Pull every line from the items below without changing a word, and leave the pictures out of your answer.

## Begin Data in this exercise

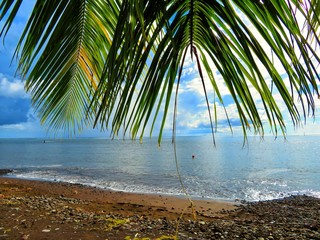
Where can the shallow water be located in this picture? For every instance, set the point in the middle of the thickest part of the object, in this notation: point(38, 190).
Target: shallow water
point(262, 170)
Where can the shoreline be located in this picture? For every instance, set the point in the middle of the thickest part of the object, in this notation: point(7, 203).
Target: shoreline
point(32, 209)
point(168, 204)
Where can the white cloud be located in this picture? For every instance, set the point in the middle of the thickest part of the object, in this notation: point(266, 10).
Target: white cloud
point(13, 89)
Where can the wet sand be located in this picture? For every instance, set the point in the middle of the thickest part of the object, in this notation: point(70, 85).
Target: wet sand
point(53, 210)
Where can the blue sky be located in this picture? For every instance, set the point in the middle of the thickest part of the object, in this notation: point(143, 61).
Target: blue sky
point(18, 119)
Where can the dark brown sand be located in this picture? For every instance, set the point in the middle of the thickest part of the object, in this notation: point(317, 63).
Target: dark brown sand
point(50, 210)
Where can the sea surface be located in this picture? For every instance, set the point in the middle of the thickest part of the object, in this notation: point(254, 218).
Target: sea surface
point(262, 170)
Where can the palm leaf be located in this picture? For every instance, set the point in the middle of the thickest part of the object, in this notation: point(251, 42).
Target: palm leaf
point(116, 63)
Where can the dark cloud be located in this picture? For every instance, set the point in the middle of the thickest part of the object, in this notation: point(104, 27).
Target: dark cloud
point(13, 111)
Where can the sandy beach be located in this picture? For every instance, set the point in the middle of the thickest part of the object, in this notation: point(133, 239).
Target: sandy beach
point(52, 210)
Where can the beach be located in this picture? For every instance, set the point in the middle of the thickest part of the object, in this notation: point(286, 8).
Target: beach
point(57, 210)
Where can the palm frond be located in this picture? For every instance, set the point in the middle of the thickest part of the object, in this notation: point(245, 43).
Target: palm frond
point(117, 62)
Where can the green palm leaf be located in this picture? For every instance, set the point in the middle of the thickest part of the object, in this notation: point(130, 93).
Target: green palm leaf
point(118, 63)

## End Data in this exercise

▶ [Answer]:
Where can the shallow water be located in this picture? For every instance, set the point in the middle of the thickest part of the object, in this notation: point(38, 190).
Target: shallow water
point(262, 170)
Where can the shoreline be located in this picture? For every instance, set the point in the middle of the thickest part of the object, in this notation: point(7, 203).
Target: shoreline
point(32, 209)
point(168, 204)
Where can the white cloud be located in this picture? For every instance, set the point in the middle of the thickest part of the object, in this notation: point(266, 10).
Target: white cloud
point(13, 89)
Where can the wet sand be located in this picture? For every instance, set the point in the middle of the thickest part of the object, in this notation: point(70, 85).
Target: wet sand
point(53, 210)
Where can the blue sky be located in this picture? For every instance, set the point in the middle of the thickest part of the object, in this notation: point(143, 61).
Target: blue sky
point(18, 119)
Where can the dark brown sand be located in this picture? For every instance, set the point in the middle of the thickest part of the object, in this notation: point(317, 63).
Target: dark brown sand
point(50, 210)
Where can the sea surface be located in this picture? For every instance, set the point in the middle of the thickest part of the object, in this notation: point(254, 218).
Target: sea surface
point(262, 170)
Where can the palm leaf be located in this picture? For every instance, set the point in the middle of the thickest part of the object, in this notation: point(251, 42).
Target: palm leaf
point(116, 63)
Where can the dark cloud be located in this picture? For every instance, set the point in the middle of the thickest part of the object, in this notation: point(104, 27).
Target: dark cloud
point(13, 111)
Where can the sandy beach be located in this picture? For every instance, set the point in the middle of the thickest part of the object, in this notation: point(133, 239).
Target: sandy beach
point(52, 210)
Where can the beach be located in this picture? For every instance, set the point in the middle of the thickest part of the object, in this notation: point(286, 8).
Target: beach
point(57, 210)
Where can the palm frond be located in this picture? For every instance, set the point in the middle of the thickest part of the object, in this notation: point(245, 43).
Target: palm frond
point(117, 62)
Where can the green palm leaf be located in this picture? For every instance, set the point in the middle of the thickest part of the object, in this notation: point(130, 93).
Target: green palm leaf
point(118, 63)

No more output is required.